Try it: The answer must be an exact copy of the records below, with every picture left out.

Provided records:
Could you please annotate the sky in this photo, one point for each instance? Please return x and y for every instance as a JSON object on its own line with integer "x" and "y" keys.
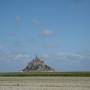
{"x": 57, "y": 31}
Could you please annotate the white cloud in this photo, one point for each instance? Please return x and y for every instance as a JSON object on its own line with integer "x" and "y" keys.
{"x": 35, "y": 22}
{"x": 51, "y": 46}
{"x": 47, "y": 33}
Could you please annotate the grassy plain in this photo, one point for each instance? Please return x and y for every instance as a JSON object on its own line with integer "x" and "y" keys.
{"x": 45, "y": 83}
{"x": 23, "y": 74}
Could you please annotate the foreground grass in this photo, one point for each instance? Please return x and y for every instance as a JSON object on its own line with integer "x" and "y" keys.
{"x": 23, "y": 74}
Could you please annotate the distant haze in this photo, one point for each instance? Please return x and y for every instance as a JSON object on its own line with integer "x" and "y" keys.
{"x": 58, "y": 31}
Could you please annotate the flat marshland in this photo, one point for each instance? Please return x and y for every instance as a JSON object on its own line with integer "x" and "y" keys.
{"x": 44, "y": 82}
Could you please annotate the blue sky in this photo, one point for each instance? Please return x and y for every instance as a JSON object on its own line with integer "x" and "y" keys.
{"x": 57, "y": 31}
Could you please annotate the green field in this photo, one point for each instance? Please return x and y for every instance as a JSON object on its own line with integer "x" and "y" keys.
{"x": 23, "y": 74}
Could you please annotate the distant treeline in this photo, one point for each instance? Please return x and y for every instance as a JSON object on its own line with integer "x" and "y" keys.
{"x": 23, "y": 74}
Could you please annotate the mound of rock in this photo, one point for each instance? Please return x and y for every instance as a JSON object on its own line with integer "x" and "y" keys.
{"x": 37, "y": 65}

Answer space:
Could you please annotate the sky in this photo, one point for each instance? Please return x and y for every instance as a JSON object on its own line with integer "x" and "y" keys.
{"x": 57, "y": 31}
Could you please annotate the white cloud in this photo, one point for each instance? Please return x and y for every instance as a JSON object on its own line with integer "x" and "y" keys.
{"x": 35, "y": 22}
{"x": 51, "y": 46}
{"x": 47, "y": 33}
Could you please annotate the grassy plain in this photo, one point for each instance? Please return x and y for every instance as a JSON object on its own line with integer "x" and "y" keys.
{"x": 45, "y": 83}
{"x": 23, "y": 74}
Could you please annotate the foreground grass in this photo, one point for each instance? Please return x and y for every instance as a JSON object on its own line with integer "x" and "y" keys.
{"x": 23, "y": 74}
Could you please annotate the distant haze in this photo, one point for each instance? Please return x and y for every instance as a JSON object on its own line with integer "x" and "y" keys.
{"x": 58, "y": 31}
Could you please annotate the flat marshland in this photo, one point for each instance? Please return x and y for every instance as a JSON object on its own line with integer "x" and "y" keys.
{"x": 44, "y": 82}
Could you please annotate the blue sky in this photo, one point for each instance? Please return x and y for every instance as a JSON object on its own line with integer "x" and "y" keys.
{"x": 57, "y": 31}
Could you please annotate the green field in this photo, one point for each instance? Please return x and y for every instance as a JSON object on its own line with integer "x" and "y" keys.
{"x": 23, "y": 74}
Could you please annotate the distant treeline in this photo, one point for each instance? Please return x and y for every instance as a JSON object on its own line with integer "x" and "y" keys.
{"x": 23, "y": 74}
Could you please annotate the mound of rock in this photo, one point for each instance? Please return x and y for every instance as a JSON object on its own line with integer "x" and "y" keys.
{"x": 37, "y": 65}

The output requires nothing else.